Document passage>
━━━━━━━━━━━━━━━━━━━━━━━━━━━━━━

A Data Protection Taxonomy

Data Protection Taxonomy

Building on the notion of a revised data protection and backup methodology described in my previous post, I think there is another important notion here: that of a data protection taxonomy.

As we think about moving backup away from a host-centric application, to a data-centric service, I think we need a way to consistently describe the data protection characteristics of a data set. This description needs to be completely independent of any storage array, application, data type, vendor, target, or network.

We need a simple, consistent means of sharing an entire data protection policy between any device or application responsible for providing data protection services.

I could then associate the data protection policy with a data set and any service provider for data protection could interpret it, and provide the mandated service level.

Basically, any data object could have such a policy associated with it. And I could bind that policy to it in all kinds of interesting places.

How about binding a policy to a VM and making it available through the APIs on ESX or VSphere? How about binding a policy to a database and making it available through the Oracle APIs? How about binding a policy to an OS? Better yet, how about binding it to a consistency group or LUN on an array?

At this point, with the appropriate credentials, any data protection service provider–be it archival services, Continuous Data Protection (CDP) services, backup services (hosted on an appliance, an array, in a traditional backup application)–can read or request the policy, and provide the required data protection service.

More practically: any service provider, from any vendor can act upon any data set, resident upon any storage.

How is that for no more vendor lock in?

━━━━━━━━━━━━━━━━━━━━━━━━━━━━━━

Material supplied>

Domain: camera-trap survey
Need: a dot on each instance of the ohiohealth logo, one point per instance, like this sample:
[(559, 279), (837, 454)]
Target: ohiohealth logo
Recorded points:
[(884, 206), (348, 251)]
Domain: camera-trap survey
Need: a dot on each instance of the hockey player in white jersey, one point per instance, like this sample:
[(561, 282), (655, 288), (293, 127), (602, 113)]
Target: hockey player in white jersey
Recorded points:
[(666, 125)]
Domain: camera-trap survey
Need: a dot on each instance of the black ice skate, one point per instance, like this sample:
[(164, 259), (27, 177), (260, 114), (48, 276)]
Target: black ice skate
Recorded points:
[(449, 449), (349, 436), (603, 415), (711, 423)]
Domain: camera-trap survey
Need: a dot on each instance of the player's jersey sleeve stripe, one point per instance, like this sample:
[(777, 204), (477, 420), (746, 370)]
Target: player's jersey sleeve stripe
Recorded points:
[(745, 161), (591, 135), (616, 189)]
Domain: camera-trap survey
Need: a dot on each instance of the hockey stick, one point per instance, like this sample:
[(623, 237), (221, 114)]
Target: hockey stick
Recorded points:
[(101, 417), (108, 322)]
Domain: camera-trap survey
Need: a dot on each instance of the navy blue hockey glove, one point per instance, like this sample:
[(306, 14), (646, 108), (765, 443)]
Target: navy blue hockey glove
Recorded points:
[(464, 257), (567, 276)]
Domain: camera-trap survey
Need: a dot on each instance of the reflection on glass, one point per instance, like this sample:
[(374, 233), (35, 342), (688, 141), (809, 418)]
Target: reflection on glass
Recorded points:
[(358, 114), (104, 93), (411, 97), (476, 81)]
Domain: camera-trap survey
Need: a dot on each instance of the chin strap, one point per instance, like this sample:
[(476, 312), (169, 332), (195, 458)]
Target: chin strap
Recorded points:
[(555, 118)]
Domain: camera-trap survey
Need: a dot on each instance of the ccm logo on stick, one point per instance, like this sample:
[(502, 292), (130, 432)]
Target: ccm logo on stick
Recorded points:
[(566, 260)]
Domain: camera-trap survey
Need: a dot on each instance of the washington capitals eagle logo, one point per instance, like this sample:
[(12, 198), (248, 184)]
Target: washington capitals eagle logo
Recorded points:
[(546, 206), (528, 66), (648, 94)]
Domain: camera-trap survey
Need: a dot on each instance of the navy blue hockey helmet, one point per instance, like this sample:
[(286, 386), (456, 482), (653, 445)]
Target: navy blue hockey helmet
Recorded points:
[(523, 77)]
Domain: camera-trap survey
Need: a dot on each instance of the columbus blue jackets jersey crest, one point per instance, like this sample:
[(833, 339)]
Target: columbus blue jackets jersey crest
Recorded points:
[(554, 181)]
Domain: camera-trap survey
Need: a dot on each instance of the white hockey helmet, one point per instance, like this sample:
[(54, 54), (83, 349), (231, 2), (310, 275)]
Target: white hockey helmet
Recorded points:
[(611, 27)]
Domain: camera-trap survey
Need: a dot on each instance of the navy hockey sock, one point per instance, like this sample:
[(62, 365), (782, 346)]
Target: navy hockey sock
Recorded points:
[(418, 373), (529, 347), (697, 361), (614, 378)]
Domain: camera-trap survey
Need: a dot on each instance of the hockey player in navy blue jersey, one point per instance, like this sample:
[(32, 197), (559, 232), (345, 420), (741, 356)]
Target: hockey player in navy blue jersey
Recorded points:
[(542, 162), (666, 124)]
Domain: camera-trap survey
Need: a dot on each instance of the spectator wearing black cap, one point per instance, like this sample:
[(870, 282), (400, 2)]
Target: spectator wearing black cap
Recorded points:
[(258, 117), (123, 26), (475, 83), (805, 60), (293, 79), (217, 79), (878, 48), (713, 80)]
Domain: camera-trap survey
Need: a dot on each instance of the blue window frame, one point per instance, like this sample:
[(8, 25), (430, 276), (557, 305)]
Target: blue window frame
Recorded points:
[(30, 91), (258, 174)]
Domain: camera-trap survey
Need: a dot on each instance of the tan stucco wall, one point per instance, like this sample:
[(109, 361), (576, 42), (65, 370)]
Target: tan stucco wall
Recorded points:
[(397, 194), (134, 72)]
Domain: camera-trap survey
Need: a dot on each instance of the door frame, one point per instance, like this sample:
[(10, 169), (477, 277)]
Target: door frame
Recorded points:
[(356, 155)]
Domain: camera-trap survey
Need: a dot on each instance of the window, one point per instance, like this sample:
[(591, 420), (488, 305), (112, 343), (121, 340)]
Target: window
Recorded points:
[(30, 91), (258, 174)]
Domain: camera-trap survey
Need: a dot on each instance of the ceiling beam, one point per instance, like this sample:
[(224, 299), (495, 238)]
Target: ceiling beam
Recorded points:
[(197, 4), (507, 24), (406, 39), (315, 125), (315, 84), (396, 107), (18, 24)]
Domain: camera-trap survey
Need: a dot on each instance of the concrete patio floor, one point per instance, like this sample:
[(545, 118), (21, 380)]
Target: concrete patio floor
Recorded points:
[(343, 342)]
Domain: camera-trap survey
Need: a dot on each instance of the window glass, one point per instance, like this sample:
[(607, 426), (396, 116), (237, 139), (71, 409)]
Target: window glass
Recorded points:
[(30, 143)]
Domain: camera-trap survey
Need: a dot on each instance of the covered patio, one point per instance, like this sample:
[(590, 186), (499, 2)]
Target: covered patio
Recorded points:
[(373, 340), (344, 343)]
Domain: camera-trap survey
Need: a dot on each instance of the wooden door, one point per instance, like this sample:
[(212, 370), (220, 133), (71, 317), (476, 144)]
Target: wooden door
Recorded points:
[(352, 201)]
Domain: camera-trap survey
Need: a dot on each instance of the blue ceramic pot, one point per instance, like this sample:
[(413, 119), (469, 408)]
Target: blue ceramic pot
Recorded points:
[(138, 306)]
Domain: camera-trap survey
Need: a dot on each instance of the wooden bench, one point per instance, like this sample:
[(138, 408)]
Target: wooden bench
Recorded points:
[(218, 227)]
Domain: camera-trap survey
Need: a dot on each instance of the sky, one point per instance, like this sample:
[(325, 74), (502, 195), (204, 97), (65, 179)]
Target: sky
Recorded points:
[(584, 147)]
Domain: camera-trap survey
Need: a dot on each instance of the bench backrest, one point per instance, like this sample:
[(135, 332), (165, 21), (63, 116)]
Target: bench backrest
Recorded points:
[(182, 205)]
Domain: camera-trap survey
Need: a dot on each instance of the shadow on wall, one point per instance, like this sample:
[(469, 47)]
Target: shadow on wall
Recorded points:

━━━━━━━━━━━━━━━━━━━━━━━━━━━━━━

Written instruction> According to the post on a data protection taxonomy, what must the description of a data set's data protection characteristics be completely independent of? The records are separate material and are unrelated to the post on a data protection taxonomy.

Answer for this exercise> It must be independent of any storage array, application, data type, vendor, target, or network.